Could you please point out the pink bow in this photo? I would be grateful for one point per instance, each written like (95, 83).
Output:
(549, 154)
◇ ◇ ◇ ◇ ◇
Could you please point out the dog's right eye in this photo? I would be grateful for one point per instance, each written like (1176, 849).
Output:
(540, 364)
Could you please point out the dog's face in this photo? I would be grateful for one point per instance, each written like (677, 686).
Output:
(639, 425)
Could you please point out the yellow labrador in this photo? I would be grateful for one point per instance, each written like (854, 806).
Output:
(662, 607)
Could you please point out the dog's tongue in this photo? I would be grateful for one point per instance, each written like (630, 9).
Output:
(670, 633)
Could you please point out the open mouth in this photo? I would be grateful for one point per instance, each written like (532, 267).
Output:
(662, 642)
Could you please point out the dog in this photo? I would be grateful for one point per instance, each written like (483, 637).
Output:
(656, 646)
◇ ◇ ◇ ◇ ◇
* **Problem**
Find the lines above that hold "written", then copy each of them.

* **Solution below**
Could you please point out the pink bow in this photo? I would be grateful for one point per instance, each written like (95, 83).
Could you please point out the dog's right eye in this photo? I would be grateful for one point per instance, each written like (1176, 849).
Could you please point out the dog's face in this photo? I would be grateful for one point per instance, each written like (677, 686).
Could you please point out the yellow labrador in this photo? I would be grateful for one point per instance, each written like (854, 806).
Could you please point out the dog's tongue in this photo? I would be grateful for one point per instance, each written like (630, 9).
Could you please point out the open mouth in this photo? I would be grateful for one point per instance, each written like (532, 267).
Could you please point out the dog in this photo? I would be grateful for one point per instance, each written like (483, 637).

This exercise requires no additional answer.